**Work request**.
Scan the data below for lines containing the string "street" and give only how many there are.

+++ Material for the task +++

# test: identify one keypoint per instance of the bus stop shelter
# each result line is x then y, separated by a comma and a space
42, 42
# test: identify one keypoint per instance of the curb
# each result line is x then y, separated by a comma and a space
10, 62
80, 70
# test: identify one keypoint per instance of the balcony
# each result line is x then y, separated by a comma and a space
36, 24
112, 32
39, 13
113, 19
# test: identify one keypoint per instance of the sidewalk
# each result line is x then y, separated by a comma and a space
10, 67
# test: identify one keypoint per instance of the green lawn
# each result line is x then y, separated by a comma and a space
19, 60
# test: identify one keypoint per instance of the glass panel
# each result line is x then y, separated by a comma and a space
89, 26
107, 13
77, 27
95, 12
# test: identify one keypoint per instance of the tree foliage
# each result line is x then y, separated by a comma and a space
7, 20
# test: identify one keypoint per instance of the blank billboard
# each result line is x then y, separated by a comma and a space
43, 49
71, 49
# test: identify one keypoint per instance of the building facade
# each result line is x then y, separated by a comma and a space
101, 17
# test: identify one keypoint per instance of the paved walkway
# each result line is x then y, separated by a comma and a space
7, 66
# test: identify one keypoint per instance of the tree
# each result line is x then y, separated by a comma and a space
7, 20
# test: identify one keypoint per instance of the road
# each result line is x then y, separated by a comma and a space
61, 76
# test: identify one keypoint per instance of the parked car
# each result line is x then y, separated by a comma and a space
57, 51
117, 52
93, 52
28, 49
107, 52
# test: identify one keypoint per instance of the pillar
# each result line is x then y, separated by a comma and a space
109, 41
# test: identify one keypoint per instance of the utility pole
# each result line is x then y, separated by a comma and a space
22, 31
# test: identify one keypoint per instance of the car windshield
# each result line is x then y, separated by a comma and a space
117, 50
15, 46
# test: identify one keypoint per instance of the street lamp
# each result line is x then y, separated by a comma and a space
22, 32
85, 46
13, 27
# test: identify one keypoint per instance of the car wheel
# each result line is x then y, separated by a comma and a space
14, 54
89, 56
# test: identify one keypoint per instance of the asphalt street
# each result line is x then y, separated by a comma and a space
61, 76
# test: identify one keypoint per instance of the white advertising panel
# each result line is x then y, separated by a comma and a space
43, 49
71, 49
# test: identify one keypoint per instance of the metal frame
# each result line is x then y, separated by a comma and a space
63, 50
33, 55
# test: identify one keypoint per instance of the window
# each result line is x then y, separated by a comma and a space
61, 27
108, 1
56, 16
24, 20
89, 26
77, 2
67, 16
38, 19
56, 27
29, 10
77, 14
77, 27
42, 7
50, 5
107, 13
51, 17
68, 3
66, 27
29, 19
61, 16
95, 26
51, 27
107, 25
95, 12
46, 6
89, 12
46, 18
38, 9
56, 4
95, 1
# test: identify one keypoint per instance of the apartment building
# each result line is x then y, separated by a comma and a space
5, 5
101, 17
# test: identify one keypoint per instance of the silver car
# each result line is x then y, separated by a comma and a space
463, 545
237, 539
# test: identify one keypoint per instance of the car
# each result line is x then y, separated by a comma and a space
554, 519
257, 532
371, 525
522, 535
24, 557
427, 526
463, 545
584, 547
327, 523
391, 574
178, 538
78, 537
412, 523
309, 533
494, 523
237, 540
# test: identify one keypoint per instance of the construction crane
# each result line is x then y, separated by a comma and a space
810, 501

+++

**Result of the exercise**.
2